Повторите дословно фрагмент отрывка о письме Ямамото к Чийоко: от слов «В тот же день» до слов «сам увидел тебя.» включительно.

ТЕКСТ ДЛЯ РАЗБОРА:
____________________
В тот же день Ямамото пишет Чийоко, — как оказалось, свое последнее письмо:
«Дорогая Чийоко!
Твои письма от 27-го и 28 марта наконец-то дошли до меня вчера вечером 1
апреля: самолет задержался из-за плохой погоды. Спасибо и за остальное, что
пришло с письмом, — хлопковое кимоно, мыло и т. д. Больше всего я рад слышать,
что ты принимала у себя начальника штаба, Фудзии, Ватанабе, Канооку и снова
Санаги; думаю, им следовало ограничиться одним разом. Кажется, они повеселились
основательно, а потом приходили ко мне по очереди поведать о Камийячо и о том,
что случилось с Ямагучи. Я почти начал ощущать себя дома и сам увидел тебя.
____________________
ЗАПИСИ ДАННЫХ:
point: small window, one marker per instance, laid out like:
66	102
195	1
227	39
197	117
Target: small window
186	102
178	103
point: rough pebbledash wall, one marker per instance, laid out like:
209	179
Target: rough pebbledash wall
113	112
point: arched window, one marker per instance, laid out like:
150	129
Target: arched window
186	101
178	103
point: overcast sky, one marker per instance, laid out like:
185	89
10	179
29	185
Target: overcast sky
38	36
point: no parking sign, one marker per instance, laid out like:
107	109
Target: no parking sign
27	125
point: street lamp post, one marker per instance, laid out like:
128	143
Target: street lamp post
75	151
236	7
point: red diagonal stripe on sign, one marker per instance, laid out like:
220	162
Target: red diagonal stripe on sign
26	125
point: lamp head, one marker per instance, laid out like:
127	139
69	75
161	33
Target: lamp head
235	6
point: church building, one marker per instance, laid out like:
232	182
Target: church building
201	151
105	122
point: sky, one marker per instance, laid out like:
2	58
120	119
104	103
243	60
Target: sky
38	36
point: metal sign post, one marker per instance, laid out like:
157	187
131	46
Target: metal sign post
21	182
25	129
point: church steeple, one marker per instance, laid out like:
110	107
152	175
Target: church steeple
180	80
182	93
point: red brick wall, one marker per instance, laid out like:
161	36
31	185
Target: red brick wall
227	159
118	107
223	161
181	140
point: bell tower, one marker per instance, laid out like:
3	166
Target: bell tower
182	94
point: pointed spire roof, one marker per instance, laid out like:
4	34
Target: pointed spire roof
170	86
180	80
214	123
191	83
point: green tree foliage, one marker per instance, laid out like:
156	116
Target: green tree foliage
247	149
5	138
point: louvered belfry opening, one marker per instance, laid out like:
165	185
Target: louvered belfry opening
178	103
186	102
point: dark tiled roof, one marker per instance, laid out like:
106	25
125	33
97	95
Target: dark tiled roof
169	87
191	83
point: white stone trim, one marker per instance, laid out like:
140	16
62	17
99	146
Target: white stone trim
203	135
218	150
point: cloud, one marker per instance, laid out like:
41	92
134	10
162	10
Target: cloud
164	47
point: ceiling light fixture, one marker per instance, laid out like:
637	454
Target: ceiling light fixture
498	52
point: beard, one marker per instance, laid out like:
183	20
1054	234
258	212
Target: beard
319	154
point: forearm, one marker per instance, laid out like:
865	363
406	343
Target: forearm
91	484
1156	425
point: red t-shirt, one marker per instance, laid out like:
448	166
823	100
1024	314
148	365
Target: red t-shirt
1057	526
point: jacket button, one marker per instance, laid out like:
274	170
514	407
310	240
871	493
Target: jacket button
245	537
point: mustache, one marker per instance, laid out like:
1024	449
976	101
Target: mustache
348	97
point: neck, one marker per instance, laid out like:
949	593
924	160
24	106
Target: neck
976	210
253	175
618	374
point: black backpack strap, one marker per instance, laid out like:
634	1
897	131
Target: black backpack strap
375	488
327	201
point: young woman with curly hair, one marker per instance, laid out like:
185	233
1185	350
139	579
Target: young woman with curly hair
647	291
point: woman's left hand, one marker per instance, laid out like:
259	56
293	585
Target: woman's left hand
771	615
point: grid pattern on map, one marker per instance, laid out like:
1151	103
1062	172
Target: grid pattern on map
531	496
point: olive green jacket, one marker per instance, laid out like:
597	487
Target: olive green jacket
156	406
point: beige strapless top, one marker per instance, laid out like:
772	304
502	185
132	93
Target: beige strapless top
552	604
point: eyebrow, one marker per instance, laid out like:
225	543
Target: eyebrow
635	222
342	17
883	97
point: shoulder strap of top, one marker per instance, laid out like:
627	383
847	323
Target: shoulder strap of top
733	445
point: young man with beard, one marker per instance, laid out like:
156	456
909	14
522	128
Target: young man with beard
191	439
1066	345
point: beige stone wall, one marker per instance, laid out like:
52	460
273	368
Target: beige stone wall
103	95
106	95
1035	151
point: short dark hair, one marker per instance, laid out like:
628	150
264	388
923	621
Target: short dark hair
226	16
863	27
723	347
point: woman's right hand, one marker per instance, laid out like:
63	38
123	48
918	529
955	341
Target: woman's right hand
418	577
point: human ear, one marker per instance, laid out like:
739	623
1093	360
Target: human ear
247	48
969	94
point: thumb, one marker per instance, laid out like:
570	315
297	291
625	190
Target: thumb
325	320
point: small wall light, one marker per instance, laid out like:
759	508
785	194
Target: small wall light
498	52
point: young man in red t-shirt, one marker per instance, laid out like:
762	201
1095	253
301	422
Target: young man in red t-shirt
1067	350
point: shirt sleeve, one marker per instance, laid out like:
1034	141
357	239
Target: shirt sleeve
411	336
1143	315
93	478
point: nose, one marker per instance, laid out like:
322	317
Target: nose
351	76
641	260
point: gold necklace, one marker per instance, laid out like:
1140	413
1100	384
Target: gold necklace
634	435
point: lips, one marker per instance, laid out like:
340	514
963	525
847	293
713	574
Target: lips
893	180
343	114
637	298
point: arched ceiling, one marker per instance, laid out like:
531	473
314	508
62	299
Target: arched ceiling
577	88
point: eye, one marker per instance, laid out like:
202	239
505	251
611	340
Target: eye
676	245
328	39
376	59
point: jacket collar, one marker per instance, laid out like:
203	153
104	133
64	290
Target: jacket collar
____________________
РЕШЕНИЕ ЗАДАНИЯ:
В тот же день Ямамото пишет Чийоко, — как оказалось, свое последнее письмо:
«Дорогая Чийоко!
Твои письма от 27-го и 28 марта наконец-то дошли до меня вчера вечером 1
апреля: самолет задержался из-за плохой погоды. Спасибо и за остальное, что
пришло с письмом, — хлопковое кимоно, мыло и т. д. Больше всего я рад слышать,
что ты принимала у себя начальника штаба, Фудзии, Ватанабе, Канооку и снова
Санаги; думаю, им следовало ограничиться одним разом. Кажется, они повеселились
основательно, а потом приходили ко мне по очереди поведать о Камийячо и о том,
что случилось с Ямагучи. Я почти начал ощущать себя дома и сам увидел тебя.